Region annotation items
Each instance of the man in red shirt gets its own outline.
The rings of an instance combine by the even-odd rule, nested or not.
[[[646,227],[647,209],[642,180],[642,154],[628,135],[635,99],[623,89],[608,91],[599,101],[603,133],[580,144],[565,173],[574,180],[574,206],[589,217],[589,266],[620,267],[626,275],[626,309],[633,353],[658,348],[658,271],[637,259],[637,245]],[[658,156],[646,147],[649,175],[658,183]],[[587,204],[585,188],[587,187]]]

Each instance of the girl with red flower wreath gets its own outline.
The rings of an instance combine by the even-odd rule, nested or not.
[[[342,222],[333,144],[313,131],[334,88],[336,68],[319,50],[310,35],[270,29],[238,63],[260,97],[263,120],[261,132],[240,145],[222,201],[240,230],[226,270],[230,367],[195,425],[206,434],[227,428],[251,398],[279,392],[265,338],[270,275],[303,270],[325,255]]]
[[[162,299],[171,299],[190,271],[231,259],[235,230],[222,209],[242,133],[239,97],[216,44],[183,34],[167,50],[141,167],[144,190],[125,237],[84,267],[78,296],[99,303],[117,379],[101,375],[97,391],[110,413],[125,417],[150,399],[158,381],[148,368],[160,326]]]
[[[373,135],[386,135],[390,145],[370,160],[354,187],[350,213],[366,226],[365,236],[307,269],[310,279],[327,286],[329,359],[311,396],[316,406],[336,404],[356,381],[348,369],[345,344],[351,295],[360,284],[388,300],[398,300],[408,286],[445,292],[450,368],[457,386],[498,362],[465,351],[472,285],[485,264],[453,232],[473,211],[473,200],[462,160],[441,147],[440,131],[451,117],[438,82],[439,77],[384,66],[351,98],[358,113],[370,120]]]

SET TASK: Return exactly the lines of the data, and only those, from the line with "Each instance of the girl" through the last line, inclusive.

FULL OUTPUT:
Each instance of the girl with red flower wreath gets its own outline.
The rings of an instance combine by the even-odd rule, nested or not.
[[[342,222],[333,144],[313,131],[334,88],[336,68],[319,50],[310,35],[270,29],[238,63],[260,97],[263,120],[261,132],[240,145],[222,201],[240,230],[226,270],[230,367],[195,425],[206,434],[227,428],[251,398],[279,392],[265,338],[270,275],[303,270],[325,255]]]
[[[162,299],[171,299],[190,271],[231,259],[235,230],[222,209],[242,133],[239,97],[216,44],[183,34],[167,50],[141,167],[144,190],[125,237],[84,267],[78,296],[99,303],[117,379],[101,375],[97,391],[110,413],[125,417],[150,399],[158,381],[148,368],[160,326]]]
[[[373,135],[386,135],[390,145],[370,160],[354,187],[350,213],[366,226],[365,236],[307,269],[310,279],[327,286],[329,359],[311,396],[316,406],[336,404],[356,381],[348,369],[345,344],[351,295],[360,284],[388,300],[398,300],[408,286],[445,292],[450,368],[457,386],[498,362],[465,351],[472,285],[485,264],[453,232],[473,211],[473,200],[462,160],[441,147],[440,131],[451,117],[438,82],[439,77],[384,66],[351,98],[358,113],[370,120]]]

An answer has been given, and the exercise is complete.